## Directions
1 - Copy the Second Legion story word for word, starting with "While watching 300" and going on through "stories around them!".
2 - Continue the Second Legion story from where the post stops.

## Excerpt provided
# The Birthing.



## dark angel (Jun 11, 2008)

While watching 300 last night my mind dwelled upon my ill fated Serpent Guard. I had always promised that I would give them a fiction, but could never be bothered to get around too it. Now I have decided to reboot the Second Legion, with a new set of characters and themes. Here is the first of (Hopefully:laugh many stories around them!

Aselaric marched briskly along the assembled line of Second Legionnaires. Their emerald armour was polished and draped over by cream togas and embroiled with jewelry or art decorations, yet each betrayed their artistic appearance. Each held a crackling sabre in their outstretched hands and pointed them towards the arched ceiling of the chambers, illuminating scarred visages with vibrant oranges and greens. Most sported high plumes upon their heads, of blonde and black mostly although there was the odd red headed Astartes who scowled menacingly. 

Unlike his Brothers, Aselaric bore a deep crimson set of artifice armour. Born from the forges of Mars herself, it was a work of only the best artisans and rumour had it that Kelbor-Hal himself had overseen the construction. He also went unarmed, save a single curved combat blade fastened to his hip like a coiled serpent. It was not meant for slashing however but rather hacking, making full use from the gold plated “beak”.

## Provided information

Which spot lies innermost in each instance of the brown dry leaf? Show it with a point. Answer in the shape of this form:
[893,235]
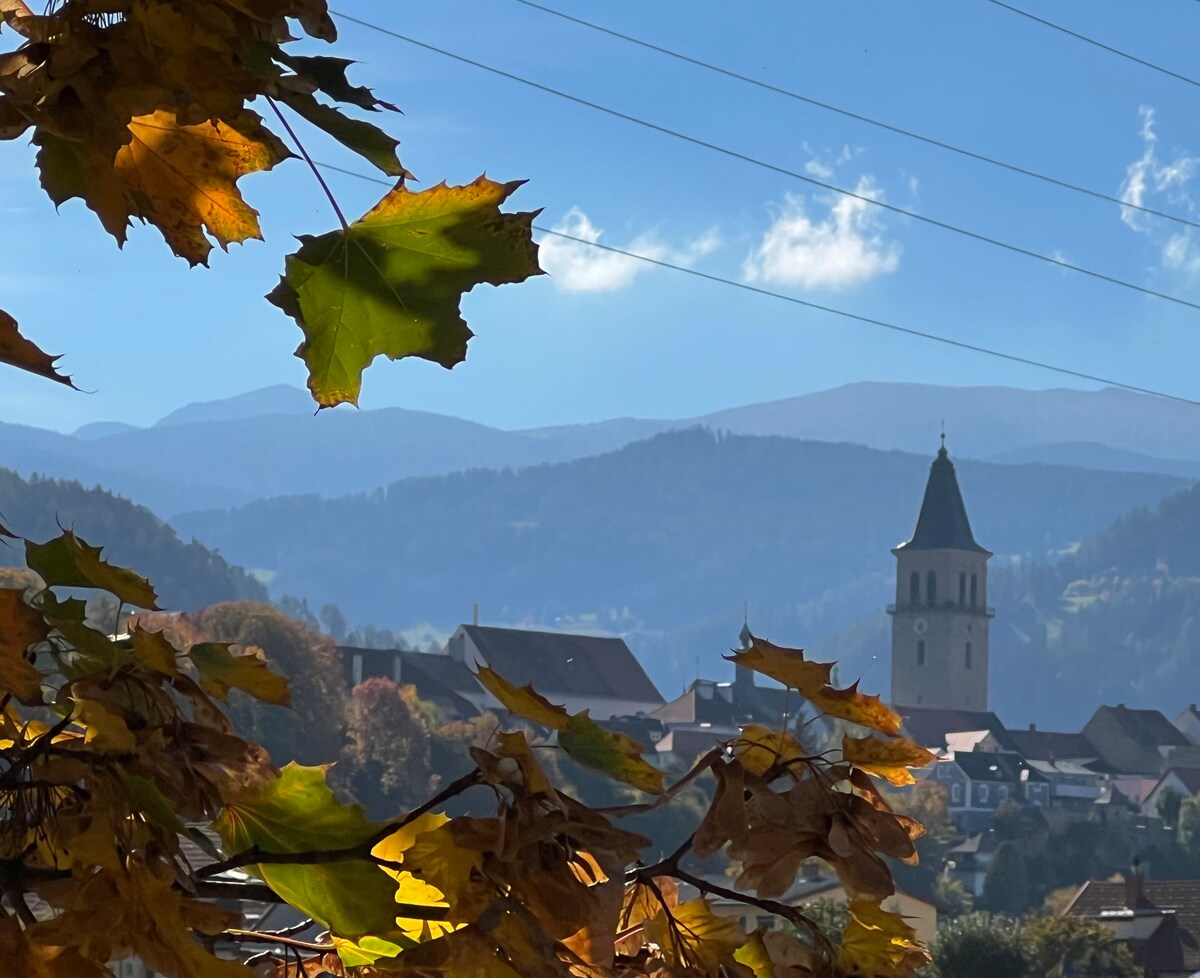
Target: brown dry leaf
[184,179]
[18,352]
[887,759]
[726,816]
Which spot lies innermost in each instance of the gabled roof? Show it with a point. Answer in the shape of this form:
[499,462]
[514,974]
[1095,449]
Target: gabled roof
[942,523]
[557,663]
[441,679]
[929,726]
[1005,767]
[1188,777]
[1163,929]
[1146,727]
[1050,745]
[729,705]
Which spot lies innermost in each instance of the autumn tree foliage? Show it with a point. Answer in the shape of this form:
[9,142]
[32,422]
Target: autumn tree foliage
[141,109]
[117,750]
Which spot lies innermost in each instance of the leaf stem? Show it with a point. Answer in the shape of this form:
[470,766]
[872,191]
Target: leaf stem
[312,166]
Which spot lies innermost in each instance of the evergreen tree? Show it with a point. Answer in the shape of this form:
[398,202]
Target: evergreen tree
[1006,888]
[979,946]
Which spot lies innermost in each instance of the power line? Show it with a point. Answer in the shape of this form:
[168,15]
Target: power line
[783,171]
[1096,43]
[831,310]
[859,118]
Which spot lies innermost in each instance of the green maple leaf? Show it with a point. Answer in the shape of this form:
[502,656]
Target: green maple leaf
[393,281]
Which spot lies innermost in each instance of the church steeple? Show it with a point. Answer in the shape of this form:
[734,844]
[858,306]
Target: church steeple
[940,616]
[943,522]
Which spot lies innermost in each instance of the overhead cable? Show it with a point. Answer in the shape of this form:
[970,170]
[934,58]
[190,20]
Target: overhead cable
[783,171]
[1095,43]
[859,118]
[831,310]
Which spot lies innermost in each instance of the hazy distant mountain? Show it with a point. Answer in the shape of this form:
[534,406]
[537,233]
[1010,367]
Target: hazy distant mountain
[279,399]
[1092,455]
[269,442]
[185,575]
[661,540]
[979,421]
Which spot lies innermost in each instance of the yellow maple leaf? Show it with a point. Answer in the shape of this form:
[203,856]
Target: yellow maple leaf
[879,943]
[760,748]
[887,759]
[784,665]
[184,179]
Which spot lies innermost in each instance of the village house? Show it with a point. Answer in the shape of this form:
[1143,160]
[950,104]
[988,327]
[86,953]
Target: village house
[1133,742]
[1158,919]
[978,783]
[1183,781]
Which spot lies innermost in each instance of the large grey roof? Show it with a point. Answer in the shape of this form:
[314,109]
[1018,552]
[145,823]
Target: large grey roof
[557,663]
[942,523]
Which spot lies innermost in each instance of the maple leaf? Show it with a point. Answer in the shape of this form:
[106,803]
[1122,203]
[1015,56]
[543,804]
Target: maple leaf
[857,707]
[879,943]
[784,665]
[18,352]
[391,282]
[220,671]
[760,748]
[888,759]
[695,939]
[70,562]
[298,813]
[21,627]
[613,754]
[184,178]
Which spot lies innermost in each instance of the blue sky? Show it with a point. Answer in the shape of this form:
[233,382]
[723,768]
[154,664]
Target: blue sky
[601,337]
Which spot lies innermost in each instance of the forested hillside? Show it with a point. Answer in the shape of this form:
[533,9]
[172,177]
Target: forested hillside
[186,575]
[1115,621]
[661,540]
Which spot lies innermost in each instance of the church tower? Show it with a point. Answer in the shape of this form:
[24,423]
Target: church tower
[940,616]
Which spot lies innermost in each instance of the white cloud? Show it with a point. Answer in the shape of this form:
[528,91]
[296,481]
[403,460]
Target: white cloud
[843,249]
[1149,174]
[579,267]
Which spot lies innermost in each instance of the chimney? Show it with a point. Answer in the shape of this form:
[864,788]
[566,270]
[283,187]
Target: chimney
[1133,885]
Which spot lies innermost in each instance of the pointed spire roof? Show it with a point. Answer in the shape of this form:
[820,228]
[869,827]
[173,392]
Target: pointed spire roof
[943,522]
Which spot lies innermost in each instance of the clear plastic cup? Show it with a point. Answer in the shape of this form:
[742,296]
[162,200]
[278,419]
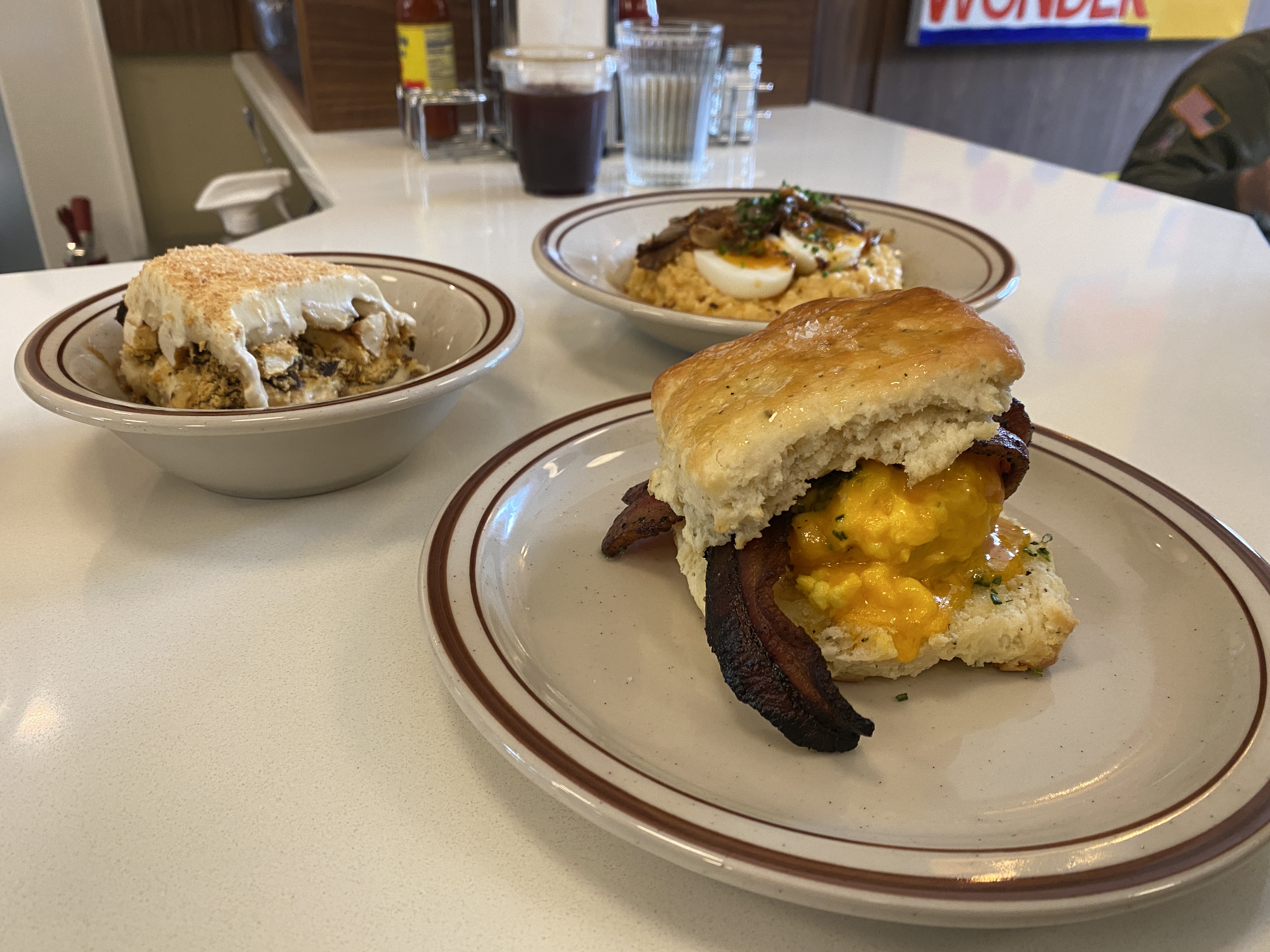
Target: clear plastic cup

## Answers for this exercise
1 -
While watching 300 last night my mind dwelled upon my ill fated Serpent Guard. I had always promised that I would give them a fiction, but could never be bothered to get around too it. Now I have decided to reboot the Second Legion, with a new set of characters and themes. Here is the first of (Hopefully:laugh many stories around them!

2 -
Upon his wide chest rested in curved scripture the word Captain. For that is what he was. While the Emperor was traveling with them he was his equerry and acting commander of the Second Legion. That was a tough burden upon him however, and his once beautiful features had corroded into a ever-present snarl. His left cheek was obscured beneath a silver plate, taken by a Ork during a unfortunate boarding action that left him near death. 

Currently the Second Legion stood at eight thousand Astartes. Certainly one of the smallest, it could not rival that of the Luna Wolves or even the Imperial Fists. But that did not matter. Each Astartes were as capable as any other that marched under the banner of the Emperor, and in the ten years with their liege, they had became hardened veterans. Terran born and bred, only a small percentage originated from a variety of outer fringe worlds that had been colonized early during the Crusade.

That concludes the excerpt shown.